Jul 27, 2008 10:07
LJ tells me I posted one week ago. It was 9 days ago, to be exact, and things were a lot different. I was overjoyed, filled with excitement for what my life has become and is becoming, celebrating my good news and the great things happening in the lives of friends, and I should've been in Apple Valley.
I knew my dad was sick. He has been sick for years, with emphysema, COPD, bouts of tuberculosis and bronchitis; within the last two years he's suffered the loss of his wife and watched his youngest daughter graduate high school. He's been getting smaller physically, and gentler emotionally, but he's remained just as sharp as ever intellectually. But I knew he had a cold, and I should've come straight away. Instead, I waited a night, and by the time I got here the next day, he had been rushed to the hospital in an ambulance.
He was conscious and talking at the time, but he was struggling so hard to breathe that his body didn't have enough strength to walk to the car, so the ambulance came. When I got to the hospital, he had been intubated, sedated, and diagnosed with a bad case of pneumonia in one lung. The doctor didn't seem to want to give any details, but the nurse emphasized that the ventilator was not life support, that Dad was very sick but would come home from this, after a few days on a ventilator to give his lungs a rest and clear out the infection. We went home worried but optimistic.
The next day he was worse - he wasn't responding to the medicines as well as they would like, his kidneys were failing and not properly processing all of the antibiotics, his blood pressure waxed and waned with medicine correcting it, and he looked 10 times more sick. We knew what this all meant - it wasn't long ago that we saw our mom in the same position, with the same tubes going in and out of her. We struggled to walk the line between having faith and fooling ourselves. We started calling family.
The next day Tara and I went in early before anyone else, and it was clear that things had worsened even more. I knew he was ready to go, and we just wouldn't let him; I called my brothers and told them, and we all agreed that we couldn't hang on to him. The doctors spoke with us - all of his organs were shutting down, as all the blood was being used to just power his heart. Even his brain had shut down by now, so his brow furrowing and his eyes slightly opening were not a result of emotion or thought process - they were just his body doing what bodies do. He was gone.

____

Actions to take:
1 > In the post about the writer's father, what did doctors diagnose him with after he was intubated?
2 > List the illnesses that, according to the post about the writer's father, he had been sick with for years.
3 > Carry on the post about the writer's father from where it stops.

Stored entries

____

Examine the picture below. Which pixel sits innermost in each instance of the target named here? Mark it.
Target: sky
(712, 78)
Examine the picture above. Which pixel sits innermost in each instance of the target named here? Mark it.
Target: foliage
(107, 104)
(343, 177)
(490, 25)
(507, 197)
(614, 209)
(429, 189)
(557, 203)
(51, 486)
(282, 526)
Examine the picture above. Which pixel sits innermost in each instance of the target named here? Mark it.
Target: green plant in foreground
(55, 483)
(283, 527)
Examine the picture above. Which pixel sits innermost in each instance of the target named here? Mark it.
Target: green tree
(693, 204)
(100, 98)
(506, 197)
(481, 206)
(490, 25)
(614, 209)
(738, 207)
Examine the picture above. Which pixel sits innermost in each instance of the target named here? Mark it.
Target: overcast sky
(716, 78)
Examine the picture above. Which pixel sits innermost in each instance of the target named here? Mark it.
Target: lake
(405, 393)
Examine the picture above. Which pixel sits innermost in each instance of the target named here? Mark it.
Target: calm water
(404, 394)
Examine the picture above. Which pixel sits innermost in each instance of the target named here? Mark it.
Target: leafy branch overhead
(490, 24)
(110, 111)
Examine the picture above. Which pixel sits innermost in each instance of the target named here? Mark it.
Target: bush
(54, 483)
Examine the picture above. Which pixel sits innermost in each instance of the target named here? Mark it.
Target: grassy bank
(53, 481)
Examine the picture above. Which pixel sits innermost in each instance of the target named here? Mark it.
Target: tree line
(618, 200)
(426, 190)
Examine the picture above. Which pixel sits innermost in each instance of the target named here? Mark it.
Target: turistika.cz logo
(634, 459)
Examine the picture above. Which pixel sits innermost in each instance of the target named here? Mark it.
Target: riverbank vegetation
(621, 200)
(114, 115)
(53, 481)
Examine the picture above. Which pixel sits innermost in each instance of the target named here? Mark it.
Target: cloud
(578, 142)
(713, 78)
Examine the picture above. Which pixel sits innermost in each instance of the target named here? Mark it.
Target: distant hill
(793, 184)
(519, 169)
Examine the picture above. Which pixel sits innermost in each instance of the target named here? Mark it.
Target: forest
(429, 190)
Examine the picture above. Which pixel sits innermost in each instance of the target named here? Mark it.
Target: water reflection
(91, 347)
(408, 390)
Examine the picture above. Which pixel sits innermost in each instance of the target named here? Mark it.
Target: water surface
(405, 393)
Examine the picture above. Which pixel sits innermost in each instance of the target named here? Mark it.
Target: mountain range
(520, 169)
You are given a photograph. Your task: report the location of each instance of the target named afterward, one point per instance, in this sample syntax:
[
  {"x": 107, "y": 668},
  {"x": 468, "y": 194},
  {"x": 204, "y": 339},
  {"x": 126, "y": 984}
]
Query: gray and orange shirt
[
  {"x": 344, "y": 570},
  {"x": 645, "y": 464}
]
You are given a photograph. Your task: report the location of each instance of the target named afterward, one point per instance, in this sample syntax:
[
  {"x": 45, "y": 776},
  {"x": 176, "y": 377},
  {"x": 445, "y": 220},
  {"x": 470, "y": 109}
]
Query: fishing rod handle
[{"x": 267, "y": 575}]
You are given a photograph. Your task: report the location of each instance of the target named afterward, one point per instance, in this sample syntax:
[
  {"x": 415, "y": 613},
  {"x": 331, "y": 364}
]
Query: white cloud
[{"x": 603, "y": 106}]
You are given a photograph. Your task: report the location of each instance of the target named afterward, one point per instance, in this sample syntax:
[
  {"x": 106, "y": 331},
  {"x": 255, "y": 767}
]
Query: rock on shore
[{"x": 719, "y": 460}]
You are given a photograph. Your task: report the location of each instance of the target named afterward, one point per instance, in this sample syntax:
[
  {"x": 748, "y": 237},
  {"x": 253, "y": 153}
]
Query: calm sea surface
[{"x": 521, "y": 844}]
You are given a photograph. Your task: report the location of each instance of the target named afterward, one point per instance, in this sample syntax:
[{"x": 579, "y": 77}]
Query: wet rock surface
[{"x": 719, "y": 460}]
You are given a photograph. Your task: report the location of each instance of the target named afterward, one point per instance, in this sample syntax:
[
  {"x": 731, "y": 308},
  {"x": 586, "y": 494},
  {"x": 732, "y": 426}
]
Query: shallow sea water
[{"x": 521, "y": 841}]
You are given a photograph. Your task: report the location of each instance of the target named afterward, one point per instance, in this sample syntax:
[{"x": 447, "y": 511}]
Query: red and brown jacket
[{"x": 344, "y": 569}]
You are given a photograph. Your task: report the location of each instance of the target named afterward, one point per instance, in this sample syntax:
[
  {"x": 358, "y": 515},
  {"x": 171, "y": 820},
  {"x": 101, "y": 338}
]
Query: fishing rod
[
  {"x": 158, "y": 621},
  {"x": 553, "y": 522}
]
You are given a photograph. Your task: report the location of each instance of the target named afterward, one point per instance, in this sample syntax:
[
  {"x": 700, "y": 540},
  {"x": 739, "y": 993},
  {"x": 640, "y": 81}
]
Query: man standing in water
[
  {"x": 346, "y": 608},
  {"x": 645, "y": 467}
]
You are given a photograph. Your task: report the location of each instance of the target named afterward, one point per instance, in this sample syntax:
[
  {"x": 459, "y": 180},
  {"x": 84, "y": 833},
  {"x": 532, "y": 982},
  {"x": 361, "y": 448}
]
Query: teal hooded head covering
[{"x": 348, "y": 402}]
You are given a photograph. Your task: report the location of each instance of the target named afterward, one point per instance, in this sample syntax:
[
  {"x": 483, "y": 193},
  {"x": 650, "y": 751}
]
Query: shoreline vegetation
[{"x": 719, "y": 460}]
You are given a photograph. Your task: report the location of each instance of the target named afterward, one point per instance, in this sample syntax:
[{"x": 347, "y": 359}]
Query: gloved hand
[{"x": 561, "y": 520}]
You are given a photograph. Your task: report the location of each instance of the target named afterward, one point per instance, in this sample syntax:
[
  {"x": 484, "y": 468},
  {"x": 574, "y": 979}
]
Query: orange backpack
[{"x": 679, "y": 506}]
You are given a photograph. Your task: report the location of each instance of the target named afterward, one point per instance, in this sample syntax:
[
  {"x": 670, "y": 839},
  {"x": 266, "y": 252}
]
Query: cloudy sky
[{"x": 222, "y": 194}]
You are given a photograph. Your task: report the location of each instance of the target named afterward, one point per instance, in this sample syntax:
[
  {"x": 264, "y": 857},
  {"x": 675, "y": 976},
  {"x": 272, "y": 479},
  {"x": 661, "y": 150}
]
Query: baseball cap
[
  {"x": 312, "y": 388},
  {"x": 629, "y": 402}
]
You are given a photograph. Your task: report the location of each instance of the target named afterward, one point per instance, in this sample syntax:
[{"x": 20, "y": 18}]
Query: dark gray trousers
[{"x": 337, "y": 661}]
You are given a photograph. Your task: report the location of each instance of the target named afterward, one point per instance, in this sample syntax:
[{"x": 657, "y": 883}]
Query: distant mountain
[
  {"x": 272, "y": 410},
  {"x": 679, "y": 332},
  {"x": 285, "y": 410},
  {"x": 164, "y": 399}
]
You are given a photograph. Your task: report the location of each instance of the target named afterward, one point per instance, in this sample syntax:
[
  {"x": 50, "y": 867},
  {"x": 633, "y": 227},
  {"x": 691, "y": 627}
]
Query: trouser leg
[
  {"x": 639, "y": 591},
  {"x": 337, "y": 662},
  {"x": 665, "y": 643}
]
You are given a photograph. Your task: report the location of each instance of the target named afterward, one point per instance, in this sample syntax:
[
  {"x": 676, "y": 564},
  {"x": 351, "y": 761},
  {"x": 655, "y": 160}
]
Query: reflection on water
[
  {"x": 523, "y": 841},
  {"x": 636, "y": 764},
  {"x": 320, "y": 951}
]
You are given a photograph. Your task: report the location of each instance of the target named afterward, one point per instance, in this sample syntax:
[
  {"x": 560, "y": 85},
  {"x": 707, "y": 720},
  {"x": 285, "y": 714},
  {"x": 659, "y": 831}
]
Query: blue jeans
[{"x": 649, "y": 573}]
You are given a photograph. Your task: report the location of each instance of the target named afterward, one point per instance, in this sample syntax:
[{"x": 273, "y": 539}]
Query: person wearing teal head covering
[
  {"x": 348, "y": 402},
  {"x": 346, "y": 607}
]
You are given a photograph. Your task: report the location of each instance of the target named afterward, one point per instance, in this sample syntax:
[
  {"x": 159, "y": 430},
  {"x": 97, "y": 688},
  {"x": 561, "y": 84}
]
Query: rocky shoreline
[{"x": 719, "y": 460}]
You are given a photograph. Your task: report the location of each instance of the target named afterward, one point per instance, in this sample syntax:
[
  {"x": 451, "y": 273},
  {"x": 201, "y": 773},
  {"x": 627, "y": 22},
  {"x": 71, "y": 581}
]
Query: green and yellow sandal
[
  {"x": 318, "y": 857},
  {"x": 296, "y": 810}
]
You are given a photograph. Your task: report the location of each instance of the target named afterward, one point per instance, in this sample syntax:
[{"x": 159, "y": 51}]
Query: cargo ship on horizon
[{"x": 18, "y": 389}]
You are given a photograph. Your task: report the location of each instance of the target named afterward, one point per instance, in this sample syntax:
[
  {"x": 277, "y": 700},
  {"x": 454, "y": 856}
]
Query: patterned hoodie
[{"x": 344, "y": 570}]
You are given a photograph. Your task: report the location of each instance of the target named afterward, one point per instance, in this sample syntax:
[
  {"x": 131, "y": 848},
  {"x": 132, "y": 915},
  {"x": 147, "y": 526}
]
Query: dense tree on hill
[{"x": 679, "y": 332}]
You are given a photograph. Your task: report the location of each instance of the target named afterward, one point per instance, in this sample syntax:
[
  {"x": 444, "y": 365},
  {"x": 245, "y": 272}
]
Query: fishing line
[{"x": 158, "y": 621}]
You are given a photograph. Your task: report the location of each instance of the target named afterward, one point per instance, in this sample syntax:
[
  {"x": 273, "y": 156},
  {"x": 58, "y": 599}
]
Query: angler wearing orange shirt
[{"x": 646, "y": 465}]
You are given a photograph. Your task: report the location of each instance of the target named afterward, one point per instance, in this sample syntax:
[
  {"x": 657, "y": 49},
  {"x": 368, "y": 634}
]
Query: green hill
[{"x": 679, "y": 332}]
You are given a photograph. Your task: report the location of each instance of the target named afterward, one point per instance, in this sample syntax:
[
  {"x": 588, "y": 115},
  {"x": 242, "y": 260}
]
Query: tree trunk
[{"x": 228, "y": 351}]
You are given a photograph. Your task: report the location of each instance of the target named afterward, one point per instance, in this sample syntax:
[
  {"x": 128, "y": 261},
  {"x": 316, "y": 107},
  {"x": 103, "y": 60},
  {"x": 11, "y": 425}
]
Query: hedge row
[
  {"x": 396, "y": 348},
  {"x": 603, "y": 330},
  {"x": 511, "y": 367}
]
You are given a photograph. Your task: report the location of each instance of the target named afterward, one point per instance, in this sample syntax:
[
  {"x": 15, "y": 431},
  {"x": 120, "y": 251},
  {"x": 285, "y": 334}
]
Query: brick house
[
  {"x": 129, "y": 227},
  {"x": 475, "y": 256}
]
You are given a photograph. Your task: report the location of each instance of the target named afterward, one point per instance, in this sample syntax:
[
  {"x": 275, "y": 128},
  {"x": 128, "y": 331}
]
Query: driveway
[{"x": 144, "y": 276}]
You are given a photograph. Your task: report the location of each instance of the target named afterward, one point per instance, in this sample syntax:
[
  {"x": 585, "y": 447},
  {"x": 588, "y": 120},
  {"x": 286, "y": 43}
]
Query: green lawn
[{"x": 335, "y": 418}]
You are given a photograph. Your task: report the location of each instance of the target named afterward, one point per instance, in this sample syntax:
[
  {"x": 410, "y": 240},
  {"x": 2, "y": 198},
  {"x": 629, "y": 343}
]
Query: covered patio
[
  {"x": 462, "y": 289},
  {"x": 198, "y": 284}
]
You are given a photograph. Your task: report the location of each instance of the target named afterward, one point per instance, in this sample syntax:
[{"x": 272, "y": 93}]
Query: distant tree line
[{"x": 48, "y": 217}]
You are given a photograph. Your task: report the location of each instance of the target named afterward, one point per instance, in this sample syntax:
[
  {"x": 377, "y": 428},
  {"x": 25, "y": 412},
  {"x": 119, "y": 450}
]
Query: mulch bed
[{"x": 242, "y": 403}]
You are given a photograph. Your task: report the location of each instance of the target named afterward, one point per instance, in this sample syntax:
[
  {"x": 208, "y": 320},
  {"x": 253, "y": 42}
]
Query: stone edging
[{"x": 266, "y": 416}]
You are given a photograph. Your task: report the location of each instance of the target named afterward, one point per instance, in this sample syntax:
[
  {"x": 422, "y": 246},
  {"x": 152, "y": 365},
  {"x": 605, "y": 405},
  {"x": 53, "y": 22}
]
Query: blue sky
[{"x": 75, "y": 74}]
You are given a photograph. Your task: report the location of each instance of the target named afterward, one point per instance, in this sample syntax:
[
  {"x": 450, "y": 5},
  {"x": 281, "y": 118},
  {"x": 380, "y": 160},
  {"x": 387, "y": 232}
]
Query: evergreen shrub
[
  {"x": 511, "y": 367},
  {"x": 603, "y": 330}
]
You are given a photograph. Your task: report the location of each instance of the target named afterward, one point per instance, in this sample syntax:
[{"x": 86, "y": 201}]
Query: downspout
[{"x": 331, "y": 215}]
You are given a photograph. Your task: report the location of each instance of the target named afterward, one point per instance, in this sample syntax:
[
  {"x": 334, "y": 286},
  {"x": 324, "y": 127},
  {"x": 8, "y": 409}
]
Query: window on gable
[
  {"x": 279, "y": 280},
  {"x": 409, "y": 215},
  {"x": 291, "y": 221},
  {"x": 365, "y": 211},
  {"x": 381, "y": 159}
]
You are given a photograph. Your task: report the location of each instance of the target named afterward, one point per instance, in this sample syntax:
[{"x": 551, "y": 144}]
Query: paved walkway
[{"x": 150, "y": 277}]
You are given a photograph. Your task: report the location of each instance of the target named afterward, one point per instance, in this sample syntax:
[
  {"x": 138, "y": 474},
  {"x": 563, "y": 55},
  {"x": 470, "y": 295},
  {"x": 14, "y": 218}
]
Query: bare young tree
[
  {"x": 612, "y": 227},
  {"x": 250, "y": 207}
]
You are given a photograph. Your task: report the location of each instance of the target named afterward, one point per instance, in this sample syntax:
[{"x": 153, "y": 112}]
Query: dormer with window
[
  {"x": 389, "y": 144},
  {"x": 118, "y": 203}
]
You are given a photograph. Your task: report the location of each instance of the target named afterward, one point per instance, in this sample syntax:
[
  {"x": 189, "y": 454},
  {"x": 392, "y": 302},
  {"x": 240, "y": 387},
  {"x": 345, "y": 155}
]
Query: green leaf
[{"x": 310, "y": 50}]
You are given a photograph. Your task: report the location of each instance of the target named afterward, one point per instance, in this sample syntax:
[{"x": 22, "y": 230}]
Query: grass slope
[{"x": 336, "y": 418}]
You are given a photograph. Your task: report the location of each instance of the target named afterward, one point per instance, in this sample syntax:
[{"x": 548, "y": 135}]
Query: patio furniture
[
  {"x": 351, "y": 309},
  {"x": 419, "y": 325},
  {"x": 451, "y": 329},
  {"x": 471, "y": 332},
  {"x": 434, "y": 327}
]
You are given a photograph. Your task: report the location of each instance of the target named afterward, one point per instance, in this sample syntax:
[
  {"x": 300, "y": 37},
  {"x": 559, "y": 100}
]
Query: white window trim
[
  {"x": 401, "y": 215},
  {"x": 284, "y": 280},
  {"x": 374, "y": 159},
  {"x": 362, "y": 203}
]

____

Outputs by task:
1 > A bad case of pneumonia in one lung.

2 > Emphysema, COPD, tuberculosis, bronchitis

3 >
We knew his wishes, and his style, and we knew we had to let him go as soon as possible. We discussed it with family, and everyone agreed. My mom's brother and his family showed up to say their goodbyes. That worthless priest who spoke at my mom's service last year (which we all hated) showed up to give the last rights and then left, and he didn't even remember us. He was accompanied by a very nice chaplain who stayed with us. The doctor finally showed up at 7:40 to take the ventilator out, and my dad was gone half an hour later.
So a lot has changed in the last week, and I've been pretty much in seclusion. I'm not processing it all yet - we were all so dumbstruck and speechless that I'm not sure if any of us have really processed anything. Plus, this is a lot different than my mom's death was. I think we all knew that my dad was hurting in a way we couldn't imagine, so we stayed strong for him. We helped him do all the official stuff, and tried our best to celebrate her life instead of mourn her death. This time, I feel like the wind has been knocked out of me, and there's so much more to figure out. I haven't been able to talk to any of my friends even, while last April I leaned on them more than ever. But we're dealing, and I feel more optimistic than I did yesterday, so that's a start.
What hasn't changed is that my life is beautiful. It would be more beautiful with my parents around, but I have amazing siblings and the most inspiring and handsome nephew. We're still a family, in our own weird, Mahoney way. Covering emotions with jokes and burying love with good-natured insults, we will get through this okay. And as for me, I have a myriad of friends who have always taken care of me, and that I love very much. And I am getting married in a year to the most kind-hearted, sincere and gentle person I've ever known.
Today is the wake, which will just be my family getting drunk and remembering good times, I think. It's at my aunt's house, the same place we all gathered last April for my mom, but this time it's just going to be the family. So, if you have access to it, drink some whiskey in honor of Cornelius Brendan Mahoney. He was a great but humble man, who had the ability to make everyone he met smile and laugh, including but not limited to, his nurses, the mailman, my friends, the checkout clerk at the supermarket, the pizza delivery guy, our teachers, our coaches, neighbors, in-laws, and so on. I will miss him so much, but I'm glad he's with my mom now.